__Coordinate annotation entries__.
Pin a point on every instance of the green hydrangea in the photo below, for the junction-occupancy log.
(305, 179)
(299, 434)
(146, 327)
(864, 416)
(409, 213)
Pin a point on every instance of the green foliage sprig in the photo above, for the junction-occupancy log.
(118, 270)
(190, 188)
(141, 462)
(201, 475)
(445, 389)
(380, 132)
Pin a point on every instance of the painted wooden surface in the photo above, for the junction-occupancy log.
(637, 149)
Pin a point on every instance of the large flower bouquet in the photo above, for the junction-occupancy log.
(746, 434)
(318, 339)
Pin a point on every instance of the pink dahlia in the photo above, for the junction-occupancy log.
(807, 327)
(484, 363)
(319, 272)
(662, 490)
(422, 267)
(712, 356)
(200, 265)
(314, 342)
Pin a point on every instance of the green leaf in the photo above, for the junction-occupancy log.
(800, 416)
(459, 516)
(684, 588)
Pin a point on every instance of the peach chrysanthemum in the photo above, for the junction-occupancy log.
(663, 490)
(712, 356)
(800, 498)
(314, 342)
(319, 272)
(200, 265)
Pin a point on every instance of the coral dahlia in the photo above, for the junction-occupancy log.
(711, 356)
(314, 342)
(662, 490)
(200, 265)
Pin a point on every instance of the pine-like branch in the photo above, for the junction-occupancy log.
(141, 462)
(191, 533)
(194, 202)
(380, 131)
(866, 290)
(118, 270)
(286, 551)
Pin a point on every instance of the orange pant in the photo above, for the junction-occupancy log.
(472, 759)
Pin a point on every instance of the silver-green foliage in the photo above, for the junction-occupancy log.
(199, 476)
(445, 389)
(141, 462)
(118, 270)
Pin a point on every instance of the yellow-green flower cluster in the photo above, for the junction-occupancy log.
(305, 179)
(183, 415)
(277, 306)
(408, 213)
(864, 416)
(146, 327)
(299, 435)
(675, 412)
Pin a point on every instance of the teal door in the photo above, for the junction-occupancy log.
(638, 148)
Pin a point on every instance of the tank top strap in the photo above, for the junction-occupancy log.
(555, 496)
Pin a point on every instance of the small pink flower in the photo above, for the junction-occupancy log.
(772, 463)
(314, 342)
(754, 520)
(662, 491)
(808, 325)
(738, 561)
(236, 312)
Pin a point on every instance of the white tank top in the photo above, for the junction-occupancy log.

__Exercise description__.
Starting at the row that contains "Pin a point on every instance of the small" and continuing through the last of the rows, rename "junction-occupancy log" to "intersection-occupancy log" and give those lines again with nothing else altered.

__The solution__.
Pin a point on every instance of the small pink flower in the photo above, for the intersection-occupancy log.
(772, 463)
(314, 342)
(754, 520)
(662, 491)
(808, 325)
(738, 561)
(236, 312)
Pin a point on every instance of the white tank top in the photo above, for the intersection-occupancy log.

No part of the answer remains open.